### Task brief
Copy the material from the line containing "Where can you spot the crumpled" through the end, changing "plastic" to "paper" and leaving everything else the same.

### Extracted material
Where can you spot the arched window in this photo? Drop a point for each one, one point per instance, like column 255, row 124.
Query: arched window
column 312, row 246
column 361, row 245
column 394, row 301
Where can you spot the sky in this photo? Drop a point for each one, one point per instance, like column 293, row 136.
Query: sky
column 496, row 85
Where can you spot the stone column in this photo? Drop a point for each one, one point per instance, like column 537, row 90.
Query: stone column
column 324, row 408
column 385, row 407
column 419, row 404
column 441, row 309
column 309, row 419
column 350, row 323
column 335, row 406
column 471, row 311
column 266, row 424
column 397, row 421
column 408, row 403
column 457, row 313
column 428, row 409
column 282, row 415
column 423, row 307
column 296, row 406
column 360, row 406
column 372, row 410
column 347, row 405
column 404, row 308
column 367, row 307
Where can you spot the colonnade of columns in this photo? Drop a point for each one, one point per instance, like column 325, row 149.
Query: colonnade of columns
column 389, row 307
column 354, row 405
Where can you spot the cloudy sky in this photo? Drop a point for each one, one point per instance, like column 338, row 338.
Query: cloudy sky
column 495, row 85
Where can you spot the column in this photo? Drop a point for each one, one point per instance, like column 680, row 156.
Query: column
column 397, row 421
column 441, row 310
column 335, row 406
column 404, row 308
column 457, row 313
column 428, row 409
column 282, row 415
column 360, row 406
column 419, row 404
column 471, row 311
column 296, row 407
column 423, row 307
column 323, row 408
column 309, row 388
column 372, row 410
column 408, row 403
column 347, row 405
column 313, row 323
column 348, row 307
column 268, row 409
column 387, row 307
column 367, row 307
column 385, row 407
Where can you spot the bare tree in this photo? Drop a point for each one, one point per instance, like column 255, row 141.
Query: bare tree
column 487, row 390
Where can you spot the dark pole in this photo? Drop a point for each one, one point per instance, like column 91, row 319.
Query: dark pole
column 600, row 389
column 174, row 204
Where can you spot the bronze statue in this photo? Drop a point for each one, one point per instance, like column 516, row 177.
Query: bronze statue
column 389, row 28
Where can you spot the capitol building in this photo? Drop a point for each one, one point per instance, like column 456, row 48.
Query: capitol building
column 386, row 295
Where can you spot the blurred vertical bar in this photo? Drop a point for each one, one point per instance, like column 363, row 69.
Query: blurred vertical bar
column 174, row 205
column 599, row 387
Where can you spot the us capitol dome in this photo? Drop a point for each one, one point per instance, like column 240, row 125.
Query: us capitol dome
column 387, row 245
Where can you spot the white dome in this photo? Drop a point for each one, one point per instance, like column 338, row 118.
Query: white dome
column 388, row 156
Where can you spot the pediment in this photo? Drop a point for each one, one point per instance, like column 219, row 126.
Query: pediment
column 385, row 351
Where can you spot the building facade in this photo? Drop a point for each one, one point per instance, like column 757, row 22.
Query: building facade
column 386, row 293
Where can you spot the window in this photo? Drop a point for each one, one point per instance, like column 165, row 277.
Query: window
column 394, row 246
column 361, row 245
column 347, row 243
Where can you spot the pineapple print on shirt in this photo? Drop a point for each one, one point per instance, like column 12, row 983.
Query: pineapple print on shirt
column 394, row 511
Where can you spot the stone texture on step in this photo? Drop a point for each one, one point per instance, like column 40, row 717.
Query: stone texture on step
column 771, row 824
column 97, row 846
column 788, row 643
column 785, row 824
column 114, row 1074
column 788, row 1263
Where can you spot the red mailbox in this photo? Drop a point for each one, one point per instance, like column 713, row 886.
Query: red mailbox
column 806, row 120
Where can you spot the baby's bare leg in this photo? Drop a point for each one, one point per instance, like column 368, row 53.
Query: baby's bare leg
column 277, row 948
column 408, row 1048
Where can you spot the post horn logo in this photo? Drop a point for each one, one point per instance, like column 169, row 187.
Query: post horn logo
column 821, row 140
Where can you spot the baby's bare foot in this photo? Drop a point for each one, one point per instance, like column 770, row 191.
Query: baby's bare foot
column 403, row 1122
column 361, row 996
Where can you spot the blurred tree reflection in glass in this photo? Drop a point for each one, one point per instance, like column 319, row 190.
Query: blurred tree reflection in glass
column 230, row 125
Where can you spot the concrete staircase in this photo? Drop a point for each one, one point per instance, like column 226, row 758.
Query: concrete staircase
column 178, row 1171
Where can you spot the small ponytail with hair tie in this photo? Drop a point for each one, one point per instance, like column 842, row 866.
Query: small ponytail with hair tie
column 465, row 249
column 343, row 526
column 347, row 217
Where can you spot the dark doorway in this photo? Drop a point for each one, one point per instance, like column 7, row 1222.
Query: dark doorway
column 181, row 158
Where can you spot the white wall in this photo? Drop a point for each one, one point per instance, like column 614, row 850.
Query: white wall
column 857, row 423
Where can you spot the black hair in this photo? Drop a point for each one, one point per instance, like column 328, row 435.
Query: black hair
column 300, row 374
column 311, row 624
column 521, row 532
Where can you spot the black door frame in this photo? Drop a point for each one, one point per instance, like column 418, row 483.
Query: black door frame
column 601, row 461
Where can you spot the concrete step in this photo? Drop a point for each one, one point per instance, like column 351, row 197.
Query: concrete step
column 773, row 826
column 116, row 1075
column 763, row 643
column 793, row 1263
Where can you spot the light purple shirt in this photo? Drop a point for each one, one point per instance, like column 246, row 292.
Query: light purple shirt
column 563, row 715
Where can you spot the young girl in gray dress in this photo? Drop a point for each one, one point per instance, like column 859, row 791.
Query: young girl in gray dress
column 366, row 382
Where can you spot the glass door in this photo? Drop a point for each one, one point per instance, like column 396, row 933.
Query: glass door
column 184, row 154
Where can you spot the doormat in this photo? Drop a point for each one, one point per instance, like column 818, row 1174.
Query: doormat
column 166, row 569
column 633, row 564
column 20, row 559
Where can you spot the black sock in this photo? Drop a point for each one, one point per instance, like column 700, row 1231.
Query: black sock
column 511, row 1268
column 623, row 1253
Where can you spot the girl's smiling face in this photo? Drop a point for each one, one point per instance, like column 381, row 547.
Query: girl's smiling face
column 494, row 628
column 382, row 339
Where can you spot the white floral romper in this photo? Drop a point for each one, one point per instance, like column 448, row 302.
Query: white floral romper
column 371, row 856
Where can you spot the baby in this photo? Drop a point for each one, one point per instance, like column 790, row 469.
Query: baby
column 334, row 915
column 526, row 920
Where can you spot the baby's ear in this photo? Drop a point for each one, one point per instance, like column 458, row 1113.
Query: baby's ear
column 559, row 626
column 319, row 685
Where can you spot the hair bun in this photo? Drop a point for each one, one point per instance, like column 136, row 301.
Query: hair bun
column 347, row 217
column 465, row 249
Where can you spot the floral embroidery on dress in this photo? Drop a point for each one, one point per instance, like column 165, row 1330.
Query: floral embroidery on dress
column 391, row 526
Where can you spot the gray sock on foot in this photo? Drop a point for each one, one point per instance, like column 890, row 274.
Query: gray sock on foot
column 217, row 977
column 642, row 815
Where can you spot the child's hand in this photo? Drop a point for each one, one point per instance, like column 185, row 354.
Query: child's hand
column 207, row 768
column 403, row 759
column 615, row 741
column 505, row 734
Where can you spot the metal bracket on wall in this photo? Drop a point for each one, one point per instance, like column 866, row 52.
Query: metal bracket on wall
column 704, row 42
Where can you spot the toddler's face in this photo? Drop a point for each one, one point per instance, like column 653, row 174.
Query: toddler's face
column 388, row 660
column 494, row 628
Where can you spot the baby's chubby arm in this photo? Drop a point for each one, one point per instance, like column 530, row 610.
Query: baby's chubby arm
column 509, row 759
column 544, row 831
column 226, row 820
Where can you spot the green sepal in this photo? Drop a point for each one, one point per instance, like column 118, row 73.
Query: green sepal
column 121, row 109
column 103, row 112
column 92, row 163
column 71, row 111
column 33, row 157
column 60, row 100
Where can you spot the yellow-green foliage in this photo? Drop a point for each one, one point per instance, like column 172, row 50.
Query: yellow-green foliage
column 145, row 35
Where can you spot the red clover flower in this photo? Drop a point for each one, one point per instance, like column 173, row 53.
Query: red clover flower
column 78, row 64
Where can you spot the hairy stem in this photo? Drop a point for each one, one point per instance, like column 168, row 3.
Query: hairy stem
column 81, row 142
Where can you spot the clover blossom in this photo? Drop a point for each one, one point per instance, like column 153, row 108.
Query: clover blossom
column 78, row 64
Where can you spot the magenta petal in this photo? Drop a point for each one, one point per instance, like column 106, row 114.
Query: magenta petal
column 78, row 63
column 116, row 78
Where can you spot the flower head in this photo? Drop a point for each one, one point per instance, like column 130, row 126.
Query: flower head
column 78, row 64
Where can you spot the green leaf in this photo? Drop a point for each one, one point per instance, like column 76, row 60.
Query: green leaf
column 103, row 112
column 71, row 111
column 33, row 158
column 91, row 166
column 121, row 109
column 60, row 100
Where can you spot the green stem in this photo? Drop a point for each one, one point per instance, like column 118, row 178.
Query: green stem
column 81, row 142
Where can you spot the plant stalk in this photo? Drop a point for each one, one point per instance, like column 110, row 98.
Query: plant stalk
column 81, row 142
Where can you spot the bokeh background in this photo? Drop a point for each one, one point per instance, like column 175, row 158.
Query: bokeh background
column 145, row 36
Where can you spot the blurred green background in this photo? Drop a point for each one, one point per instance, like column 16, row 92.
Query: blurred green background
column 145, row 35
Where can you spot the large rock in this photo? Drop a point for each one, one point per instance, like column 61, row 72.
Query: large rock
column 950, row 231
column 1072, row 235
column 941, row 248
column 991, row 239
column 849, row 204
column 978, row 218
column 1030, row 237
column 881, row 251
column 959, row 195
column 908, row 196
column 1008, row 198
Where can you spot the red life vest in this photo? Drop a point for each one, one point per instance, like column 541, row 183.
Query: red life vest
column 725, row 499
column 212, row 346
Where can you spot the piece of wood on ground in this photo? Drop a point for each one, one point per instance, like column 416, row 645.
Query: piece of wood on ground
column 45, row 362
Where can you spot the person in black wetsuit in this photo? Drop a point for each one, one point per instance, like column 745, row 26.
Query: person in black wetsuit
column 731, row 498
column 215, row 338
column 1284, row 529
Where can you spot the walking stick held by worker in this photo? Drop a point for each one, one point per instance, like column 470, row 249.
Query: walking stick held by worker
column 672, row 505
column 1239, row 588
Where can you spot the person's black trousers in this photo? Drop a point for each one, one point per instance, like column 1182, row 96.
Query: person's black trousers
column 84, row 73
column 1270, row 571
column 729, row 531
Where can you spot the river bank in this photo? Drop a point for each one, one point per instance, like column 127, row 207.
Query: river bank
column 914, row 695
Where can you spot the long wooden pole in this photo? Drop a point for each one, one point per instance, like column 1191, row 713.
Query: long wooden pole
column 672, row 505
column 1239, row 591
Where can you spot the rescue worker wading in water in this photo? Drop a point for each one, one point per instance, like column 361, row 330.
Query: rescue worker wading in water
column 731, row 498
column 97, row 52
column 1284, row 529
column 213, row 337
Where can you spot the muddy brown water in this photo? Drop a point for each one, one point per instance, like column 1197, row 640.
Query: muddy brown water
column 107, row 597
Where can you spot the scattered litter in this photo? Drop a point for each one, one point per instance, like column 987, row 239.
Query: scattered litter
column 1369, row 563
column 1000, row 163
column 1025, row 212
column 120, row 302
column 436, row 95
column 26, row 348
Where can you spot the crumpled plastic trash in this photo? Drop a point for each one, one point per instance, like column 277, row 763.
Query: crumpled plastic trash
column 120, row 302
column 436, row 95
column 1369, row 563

### The reply
Where can you spot the crumpled paper trash in this photo? Drop a point for each one, one point per instance, like column 277, row 763.
Query: crumpled paper trash
column 120, row 302
column 436, row 95
column 1369, row 563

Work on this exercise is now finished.